### Source document

1. Variance has multiple factors, the biggest and most important one being
network.  Find a location/datacenter that provides the best network to you
and your geographic location (including the location of your customers).

2. This depends on what you're planning on hosting (PUG vs Surf vs multi
1v1 vs minigame server, how many people are going to be on it, what
maps/games you're going to be hosting, how many things are going to be
present, etc.).  If it's a simple Scrim server (vanilla CSGO with 5v5),
then I'd suggest a minimum of 2.0 GHz CPU clock speed.  If it's something
with more people, then higher clock speed would be preferred.

3. iirc, SRCDS is a singlethreaded application that has some multithreaded
capabilities (so not full multithreaded application).  Therefore, processor
speed is probably going to be more important rather than how many CPU cores
it has (unless you're planning on running multiple CSGO servers on the same
dedicated server).

4. Similar to point 2, most vanilla CSGO server (5v5 scrim/pug servers)
should be fairly lightweight.  I'd say a minimum of 512 mb RAM allocated.

The general rule of thumb I usually go by is 1 server each gets a dedicated
CPU and 1 GB dedicated RAM.  Honestly that rule can be considered a fair
waste of resources, but since for me performance is more important I'd be
willing to "sacrifice" some spare processing power/space to make sure my
scrim servers are working properly.  So lets say you have a following
server:
Intel Xeon E5-2630 v3 (8 cores clocked from 2.4 GHz to 3.2 GHz)

### Tasks and exercises
• a. From the CSGO server hosting advice, list the server types named in the parenthetical that begins "(PUG vs Surf".
• b. Write the next part of the CSGO server hosting advice, picking up right after its final line.
The rows that come next aren't needed for either task.

### Dataset extract
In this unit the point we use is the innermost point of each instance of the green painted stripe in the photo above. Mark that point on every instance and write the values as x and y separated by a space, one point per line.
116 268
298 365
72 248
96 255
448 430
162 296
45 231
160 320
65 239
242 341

### Response list
• a. PUG, Surf, multi 1v1, minigame server

• b.
16 GB RAM

Using the previous requirements, I'd suggest around 7 CSGO servers.  1 core
for each game server and then one core for the operating system (Linux for
me).

Default Kernel is fine.  Kernel optimization is no longer needed (in my
opinion) and the trade-off between trying to squeeze the last bit of juice
through kernel optimization and support/time spent/performance isn't worth
it.  This is of course debatable, but this is how I feel.  SRCDS should run
fine with default kernel.

0.005 variance is incredibly difficult to maintain.  Especially if your
server starts to have more people on it as more processes are running and
more calculations are needed.  When your server fills up and suddenly
you're no longer at 0.005 variance, don't fret.  It's fine.

*tldr:* Figure out where you want your server before anything else.
Variance is most commonly attributed to the network and network stability.
Ask about the network of each DC, don't worry about the hardware just yet.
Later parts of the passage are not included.